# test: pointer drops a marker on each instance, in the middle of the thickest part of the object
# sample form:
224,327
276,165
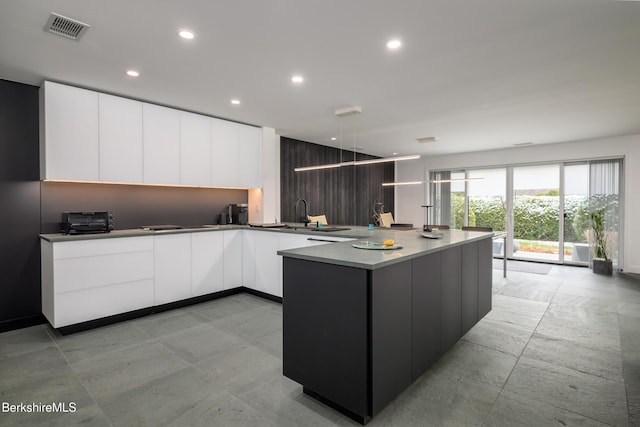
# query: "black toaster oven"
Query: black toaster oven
87,222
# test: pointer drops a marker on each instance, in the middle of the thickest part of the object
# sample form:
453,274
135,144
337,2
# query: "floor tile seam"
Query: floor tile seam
514,367
177,332
540,333
79,380
526,397
475,380
581,344
610,382
492,348
272,415
108,352
591,332
27,352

#### Instructions for the task
Apart from the pictures, every record must be set down exactly.

#### Task result
# test: pointer drops a marker on each instance, in the middle of the thickest part of the object
# sample form:
224,327
276,165
# query: "black toaster oven"
Query: black toaster oven
87,222
# test: pointer drops a marker on each instance, in the middle of the thickest part of the object
# sample form:
453,274
135,144
337,2
# query: "floor tile seam"
Query: floor tile seam
514,367
177,332
540,333
79,380
526,397
475,380
581,344
610,382
492,348
272,415
108,352
591,332
27,352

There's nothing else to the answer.